[SELECTED EXCERPT]:
════════

FIG. 2 is a view for explaining the schematic constitution of a liquid crystal display device of the embodiment 1 of the present invention;

FIG. 3A to FIG. 3C are plan views showing one example of a pixel of the liquid crystal display device of the embodiment 1 of the present invention;

FIG. 4A and FIG. 4B are views for explaining the schematic constitution of a liquid crystal display device of an embodiment 2 which constitutes the display device to which the present invention is applied;

FIG. 5A and FIG. 5B are enlarged views of a portion indicated by symbol A in FIG. 4;

FIG. 6 is a view for explaining the schematic constitution of a liquid crystal display device of an embodiment 3 which constitutes the display device to which the present invention is applied;

FIG. 7 is a view for explaining a case in which an intermediate grayscale image is displayed in a conventional liquid crystal display device; and

FIG. 8A to FIG. 8C is a view for explaining the schematic constitution of the conventional liquid crystal display device.

DESCRIPTION OF THE PREFERRED EMBODIMENTS

Embodiments of a display device to which the present invention is applied are explained in conjunction with drawings. Here, in the explanation made hereinafter, identical constitutional elements are given same numerals and their repeated explanation is omitted.

Embodiment 1

Whole Constitution

FIG. 2 shows a case in which a liquid crystal display device is taken as a display device to which the present invention is applied as an example, and FIG. 2 is also a view for explaining the schematic constitution of the liquid crystal display device according to the embodiment 1.

As can be clearly understood from FIG. 2, in a liquid crystal display device of an embodiment 1, a window portion (non-display region) WD constituted of an opening (through hole) is formed in a portion of a liquid crystal display region AR which is formed of amass of pixels. Due to such a constitution, for example, a user can observe a back-surface-side of the display device with his/her naked eyes.

════════

[Stored records]
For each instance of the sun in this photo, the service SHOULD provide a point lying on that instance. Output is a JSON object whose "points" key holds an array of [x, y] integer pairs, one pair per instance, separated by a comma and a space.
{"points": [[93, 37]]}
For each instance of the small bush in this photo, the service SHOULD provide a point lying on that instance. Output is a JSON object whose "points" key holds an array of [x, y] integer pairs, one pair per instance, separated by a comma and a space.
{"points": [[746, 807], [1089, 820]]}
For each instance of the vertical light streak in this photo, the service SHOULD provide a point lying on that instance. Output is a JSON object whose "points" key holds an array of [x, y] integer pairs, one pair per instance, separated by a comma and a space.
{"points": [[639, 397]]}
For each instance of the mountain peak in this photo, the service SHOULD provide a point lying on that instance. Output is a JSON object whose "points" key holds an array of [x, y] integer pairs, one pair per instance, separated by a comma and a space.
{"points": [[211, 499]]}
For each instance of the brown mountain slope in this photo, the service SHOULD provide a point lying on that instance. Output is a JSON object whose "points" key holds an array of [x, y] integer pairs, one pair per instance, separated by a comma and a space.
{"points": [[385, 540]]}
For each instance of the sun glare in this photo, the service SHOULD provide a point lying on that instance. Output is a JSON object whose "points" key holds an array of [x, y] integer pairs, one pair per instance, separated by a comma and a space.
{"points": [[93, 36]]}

════════

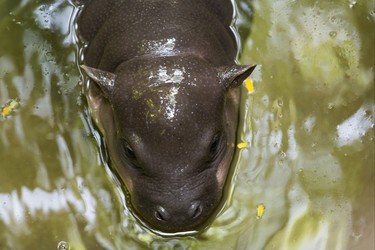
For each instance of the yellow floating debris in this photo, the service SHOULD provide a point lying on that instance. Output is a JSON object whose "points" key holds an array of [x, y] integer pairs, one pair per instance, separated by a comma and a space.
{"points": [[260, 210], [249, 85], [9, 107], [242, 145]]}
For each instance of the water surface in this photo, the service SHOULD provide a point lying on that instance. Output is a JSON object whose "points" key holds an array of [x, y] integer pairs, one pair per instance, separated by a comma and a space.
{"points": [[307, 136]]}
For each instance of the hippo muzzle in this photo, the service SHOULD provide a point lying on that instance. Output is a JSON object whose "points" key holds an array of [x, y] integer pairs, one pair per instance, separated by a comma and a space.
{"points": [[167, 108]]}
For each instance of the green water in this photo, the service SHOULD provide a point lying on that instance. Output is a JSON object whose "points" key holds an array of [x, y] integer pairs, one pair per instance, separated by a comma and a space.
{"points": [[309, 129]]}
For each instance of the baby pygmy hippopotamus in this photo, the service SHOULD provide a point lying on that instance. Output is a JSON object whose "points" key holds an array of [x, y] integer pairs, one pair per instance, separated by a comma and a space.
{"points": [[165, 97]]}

════════

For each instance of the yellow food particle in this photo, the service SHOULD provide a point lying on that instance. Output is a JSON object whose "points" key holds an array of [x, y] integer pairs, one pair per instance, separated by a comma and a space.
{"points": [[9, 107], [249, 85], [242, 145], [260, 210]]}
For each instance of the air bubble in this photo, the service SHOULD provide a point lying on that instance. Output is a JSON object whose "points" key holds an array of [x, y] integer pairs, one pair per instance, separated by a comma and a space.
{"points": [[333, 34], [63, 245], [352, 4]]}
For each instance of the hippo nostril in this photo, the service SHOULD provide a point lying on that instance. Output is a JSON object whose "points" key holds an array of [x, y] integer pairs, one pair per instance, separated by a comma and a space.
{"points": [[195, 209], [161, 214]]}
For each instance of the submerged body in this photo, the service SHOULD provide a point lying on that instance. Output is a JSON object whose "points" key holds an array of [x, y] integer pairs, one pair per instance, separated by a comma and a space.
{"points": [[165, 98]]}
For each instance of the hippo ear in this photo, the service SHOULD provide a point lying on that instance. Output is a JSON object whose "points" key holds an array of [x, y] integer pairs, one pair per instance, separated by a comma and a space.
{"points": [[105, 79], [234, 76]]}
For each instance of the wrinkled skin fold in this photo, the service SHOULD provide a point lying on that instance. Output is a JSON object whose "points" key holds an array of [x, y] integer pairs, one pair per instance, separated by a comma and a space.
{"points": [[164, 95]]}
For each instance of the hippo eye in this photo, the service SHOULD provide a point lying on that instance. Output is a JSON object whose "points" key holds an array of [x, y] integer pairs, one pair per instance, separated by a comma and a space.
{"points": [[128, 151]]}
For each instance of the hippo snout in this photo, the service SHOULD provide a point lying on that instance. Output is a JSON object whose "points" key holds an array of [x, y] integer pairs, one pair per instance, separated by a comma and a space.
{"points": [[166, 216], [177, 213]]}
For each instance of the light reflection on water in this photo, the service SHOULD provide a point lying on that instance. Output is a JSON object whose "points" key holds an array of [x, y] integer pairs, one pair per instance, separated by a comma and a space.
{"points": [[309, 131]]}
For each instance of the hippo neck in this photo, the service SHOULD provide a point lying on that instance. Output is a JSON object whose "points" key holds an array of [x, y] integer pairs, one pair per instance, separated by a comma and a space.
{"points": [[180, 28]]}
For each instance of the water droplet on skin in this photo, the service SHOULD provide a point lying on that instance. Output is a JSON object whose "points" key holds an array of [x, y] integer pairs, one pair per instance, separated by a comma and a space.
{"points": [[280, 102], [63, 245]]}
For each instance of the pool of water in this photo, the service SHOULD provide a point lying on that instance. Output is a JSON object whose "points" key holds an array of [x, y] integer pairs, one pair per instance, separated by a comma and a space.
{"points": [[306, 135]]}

════════

[SET PROBLEM A]: Collect every line of the listing that contains the string "skin". Case counts.
[SET PROBLEM B]: Resume the liquid crystal display patent excerpt from the point at which it stops.

[FINAL ANSWER A]:
For each instance of the wrinkled skin fold in this photo, the service SHOULD provide a point lying on that instance. Output is a JSON object whose "points" key holds an array of [x, y] integer pairs, one pair per instance, separated by a comma and a space.
For each instance of the water droplet on skin in this photo, the service SHOULD provide a point lying on that instance. Output is a JSON object whose "points" key holds an array of [x, y] integer pairs, one pair per instance, separated by a comma and a space.

[FINAL ANSWER B]:
Further, the liquid crystal display device of the embodiment 1 is constituted of a first substrate SUB1 on which pixel electrodes and the like are formed, a second substrate SUB2 which is arranged to face the first substrate SUB1 in an opposed manner, and a liquid crystal layer not shown in the drawing which is sandwiched between the first substrate SUB1 and the second substrate SUB2. Here, fixing of the first substrate SUB1 and the second substrate SUB2 to each other and sealing of liquid crystal which is sandwiched between the first substrate SUB1 and the second substrate SUB2 are carried out by a first seal member SL1 which is annularly applied to a peripheral portion of the second substrate SUB2 by coating and a second seal member SL2 which is annularly applied to a center portion of the liquid crystal display device by coating.

That is, in the liquid crystal display device of the embodiment 1, liquid crystal is hermetically filled in a region defined between the first seal member SL1 and the second seal member SL2, and this region forms the liquid crystal display region AR of the liquid crystal display device of the embodiment 1. However, even in the region where liquid crystal is hermetically filled, a region which does not form pixels therein and is irrelevant to the display is formed around (on an outer peripheral portion of) the window portion (non-display region) WD. In the region around the periphery of the window portion WD including a region where the second seal member SL2, route-around lines, that is, drain route-around lines JDL and gate route-around lines JGL are formed. Particularly, to satisfy a demand for narrowing of a region on the outer peripheral portion of the window portion WD which does not contribute to the display, the route-around lines (the drain route-around lines JDL and the gate route-around lines JGL) having small line widths are densely formed in such a region. Such a constitution contributes to narrowing of a picture frame of the window portion WD.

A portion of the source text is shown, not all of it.